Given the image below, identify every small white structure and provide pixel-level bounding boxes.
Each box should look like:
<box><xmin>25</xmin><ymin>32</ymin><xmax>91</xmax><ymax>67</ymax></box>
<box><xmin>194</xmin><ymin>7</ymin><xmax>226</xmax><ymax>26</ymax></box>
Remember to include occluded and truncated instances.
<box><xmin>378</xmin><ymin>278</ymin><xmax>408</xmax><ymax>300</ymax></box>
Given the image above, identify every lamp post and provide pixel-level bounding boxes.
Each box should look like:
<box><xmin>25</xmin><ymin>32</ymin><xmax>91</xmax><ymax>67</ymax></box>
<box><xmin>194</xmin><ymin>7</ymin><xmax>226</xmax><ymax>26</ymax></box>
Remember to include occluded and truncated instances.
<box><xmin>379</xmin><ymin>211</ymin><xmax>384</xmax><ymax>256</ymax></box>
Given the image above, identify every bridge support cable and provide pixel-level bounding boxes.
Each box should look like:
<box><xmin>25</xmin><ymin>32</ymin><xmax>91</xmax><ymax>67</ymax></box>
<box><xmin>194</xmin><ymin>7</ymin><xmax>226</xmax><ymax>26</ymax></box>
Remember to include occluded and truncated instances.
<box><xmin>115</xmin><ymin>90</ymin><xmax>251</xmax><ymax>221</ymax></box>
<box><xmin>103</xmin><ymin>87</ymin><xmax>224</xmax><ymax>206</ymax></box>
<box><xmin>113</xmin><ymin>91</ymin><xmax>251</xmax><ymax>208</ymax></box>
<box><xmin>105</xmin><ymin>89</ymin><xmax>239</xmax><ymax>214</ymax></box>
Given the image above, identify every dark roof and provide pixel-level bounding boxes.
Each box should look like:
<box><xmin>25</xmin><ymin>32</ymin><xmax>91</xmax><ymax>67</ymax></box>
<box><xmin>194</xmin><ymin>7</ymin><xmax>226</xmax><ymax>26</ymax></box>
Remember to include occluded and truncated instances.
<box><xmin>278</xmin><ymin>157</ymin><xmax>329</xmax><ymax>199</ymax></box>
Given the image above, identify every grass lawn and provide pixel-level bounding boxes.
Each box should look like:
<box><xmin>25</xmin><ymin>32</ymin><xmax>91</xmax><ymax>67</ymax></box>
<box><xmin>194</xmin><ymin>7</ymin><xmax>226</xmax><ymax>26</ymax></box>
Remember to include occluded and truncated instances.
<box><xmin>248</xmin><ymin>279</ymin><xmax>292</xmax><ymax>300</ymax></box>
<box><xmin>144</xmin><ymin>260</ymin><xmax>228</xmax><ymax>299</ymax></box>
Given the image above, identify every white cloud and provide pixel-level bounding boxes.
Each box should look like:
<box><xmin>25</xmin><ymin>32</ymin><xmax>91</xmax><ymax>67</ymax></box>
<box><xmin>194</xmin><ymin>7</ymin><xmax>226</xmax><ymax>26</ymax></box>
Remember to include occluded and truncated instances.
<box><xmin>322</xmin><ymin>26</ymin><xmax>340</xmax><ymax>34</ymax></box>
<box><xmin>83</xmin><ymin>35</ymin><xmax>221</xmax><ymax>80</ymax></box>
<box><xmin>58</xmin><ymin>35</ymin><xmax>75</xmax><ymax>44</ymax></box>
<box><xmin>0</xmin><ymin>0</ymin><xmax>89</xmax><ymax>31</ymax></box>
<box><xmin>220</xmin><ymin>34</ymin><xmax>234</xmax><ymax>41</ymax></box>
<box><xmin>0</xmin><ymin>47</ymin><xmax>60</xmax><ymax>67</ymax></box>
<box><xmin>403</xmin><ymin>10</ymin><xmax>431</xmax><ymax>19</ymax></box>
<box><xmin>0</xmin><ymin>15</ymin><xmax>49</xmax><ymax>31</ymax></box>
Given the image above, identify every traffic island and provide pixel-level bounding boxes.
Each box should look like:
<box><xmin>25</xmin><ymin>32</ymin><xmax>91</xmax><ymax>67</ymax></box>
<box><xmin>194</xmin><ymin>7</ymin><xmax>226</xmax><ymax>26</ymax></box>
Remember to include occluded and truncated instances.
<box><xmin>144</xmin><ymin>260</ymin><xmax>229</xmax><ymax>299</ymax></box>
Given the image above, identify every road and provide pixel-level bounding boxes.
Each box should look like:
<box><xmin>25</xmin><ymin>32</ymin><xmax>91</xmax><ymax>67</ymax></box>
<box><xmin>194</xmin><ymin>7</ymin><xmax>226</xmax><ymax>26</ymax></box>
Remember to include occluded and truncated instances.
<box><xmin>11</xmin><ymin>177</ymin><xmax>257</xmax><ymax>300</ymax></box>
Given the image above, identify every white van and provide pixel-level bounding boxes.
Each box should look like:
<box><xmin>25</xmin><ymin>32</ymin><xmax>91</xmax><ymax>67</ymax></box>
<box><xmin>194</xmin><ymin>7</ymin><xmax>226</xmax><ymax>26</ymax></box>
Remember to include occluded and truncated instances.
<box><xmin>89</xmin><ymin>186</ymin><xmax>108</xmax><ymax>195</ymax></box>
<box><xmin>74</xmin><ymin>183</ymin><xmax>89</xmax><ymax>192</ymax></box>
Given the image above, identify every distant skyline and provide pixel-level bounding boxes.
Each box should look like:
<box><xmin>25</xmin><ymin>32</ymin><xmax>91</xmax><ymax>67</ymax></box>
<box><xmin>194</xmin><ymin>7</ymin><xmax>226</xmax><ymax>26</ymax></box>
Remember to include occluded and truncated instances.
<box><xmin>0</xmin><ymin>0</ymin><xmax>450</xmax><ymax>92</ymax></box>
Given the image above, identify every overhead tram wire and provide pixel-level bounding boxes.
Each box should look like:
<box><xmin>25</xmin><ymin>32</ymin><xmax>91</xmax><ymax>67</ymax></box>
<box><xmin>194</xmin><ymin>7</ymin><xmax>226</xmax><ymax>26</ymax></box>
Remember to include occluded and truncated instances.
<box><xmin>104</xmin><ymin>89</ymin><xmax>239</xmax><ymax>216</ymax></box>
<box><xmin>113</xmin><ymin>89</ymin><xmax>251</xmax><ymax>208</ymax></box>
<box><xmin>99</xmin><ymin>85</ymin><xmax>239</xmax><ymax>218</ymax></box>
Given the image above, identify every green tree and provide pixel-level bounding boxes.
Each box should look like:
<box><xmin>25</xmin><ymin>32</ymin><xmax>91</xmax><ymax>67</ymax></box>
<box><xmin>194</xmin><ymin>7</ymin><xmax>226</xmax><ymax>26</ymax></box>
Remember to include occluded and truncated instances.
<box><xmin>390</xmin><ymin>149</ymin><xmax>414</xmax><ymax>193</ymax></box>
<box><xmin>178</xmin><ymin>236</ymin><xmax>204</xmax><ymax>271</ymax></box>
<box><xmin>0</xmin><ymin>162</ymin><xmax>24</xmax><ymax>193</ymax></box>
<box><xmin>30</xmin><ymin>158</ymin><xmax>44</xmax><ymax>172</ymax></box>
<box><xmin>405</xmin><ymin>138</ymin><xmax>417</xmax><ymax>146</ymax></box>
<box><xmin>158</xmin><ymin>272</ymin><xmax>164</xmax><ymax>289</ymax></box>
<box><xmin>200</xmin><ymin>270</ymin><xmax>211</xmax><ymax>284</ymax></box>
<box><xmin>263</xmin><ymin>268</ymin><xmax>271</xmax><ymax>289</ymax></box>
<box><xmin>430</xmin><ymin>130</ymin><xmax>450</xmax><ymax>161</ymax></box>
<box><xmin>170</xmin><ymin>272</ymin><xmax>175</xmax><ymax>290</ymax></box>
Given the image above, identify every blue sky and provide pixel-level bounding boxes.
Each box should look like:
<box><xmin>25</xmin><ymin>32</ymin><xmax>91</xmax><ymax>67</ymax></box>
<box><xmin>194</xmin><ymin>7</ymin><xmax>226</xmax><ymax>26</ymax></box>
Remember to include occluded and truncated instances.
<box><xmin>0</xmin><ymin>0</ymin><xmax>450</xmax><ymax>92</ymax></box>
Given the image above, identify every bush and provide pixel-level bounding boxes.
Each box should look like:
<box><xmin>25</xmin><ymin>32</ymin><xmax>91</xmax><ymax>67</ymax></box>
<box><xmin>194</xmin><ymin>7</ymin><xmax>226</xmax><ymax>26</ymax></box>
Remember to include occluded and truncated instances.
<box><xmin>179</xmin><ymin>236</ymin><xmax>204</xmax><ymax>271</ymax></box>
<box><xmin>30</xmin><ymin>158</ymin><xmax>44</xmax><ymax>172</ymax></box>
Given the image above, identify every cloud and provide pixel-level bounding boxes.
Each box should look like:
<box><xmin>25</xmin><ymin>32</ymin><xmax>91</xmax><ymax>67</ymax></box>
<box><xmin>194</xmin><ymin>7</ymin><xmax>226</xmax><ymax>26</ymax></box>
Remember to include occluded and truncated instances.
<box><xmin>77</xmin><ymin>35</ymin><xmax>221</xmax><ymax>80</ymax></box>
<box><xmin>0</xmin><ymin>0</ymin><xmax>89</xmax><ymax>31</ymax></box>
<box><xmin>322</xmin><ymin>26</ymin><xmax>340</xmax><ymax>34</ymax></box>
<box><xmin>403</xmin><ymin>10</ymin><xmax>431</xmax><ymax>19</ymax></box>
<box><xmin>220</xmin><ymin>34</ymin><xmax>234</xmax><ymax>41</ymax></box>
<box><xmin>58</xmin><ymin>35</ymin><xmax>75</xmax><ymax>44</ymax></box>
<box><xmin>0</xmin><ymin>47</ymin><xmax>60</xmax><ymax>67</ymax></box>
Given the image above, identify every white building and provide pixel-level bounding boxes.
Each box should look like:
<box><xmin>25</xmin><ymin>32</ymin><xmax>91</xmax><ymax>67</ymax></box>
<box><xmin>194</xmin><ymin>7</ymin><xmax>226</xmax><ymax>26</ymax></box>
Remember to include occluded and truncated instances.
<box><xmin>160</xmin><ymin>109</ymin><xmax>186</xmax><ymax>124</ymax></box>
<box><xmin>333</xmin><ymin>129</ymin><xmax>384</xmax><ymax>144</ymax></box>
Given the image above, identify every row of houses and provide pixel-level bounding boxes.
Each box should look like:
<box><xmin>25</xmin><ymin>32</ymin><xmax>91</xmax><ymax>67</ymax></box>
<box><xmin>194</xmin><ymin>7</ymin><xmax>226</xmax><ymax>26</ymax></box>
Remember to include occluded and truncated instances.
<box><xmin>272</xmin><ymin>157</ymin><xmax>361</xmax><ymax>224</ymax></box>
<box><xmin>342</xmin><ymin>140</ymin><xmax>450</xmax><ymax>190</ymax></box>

◇ ◇ ◇ ◇ ◇ ◇ ◇

Stated exercise – Lay out as a Markdown table with columns headed "No." and "Text" the lines of the records, starting at the line that contains "Given the image above, identify every row" and ending at the last line of the records, both included. Number each line in sequence and omit blank lines.

Answer to this exercise –
| No. | Text |
|---|---|
| 1 | Given the image above, identify every row of houses and provide pixel-level bounding boxes. |
| 2 | Each box should look like: |
| 3 | <box><xmin>25</xmin><ymin>32</ymin><xmax>91</xmax><ymax>67</ymax></box> |
| 4 | <box><xmin>194</xmin><ymin>7</ymin><xmax>226</xmax><ymax>26</ymax></box> |
| 5 | Remember to include occluded and truncated instances. |
| 6 | <box><xmin>272</xmin><ymin>157</ymin><xmax>361</xmax><ymax>224</ymax></box> |
| 7 | <box><xmin>342</xmin><ymin>140</ymin><xmax>450</xmax><ymax>190</ymax></box> |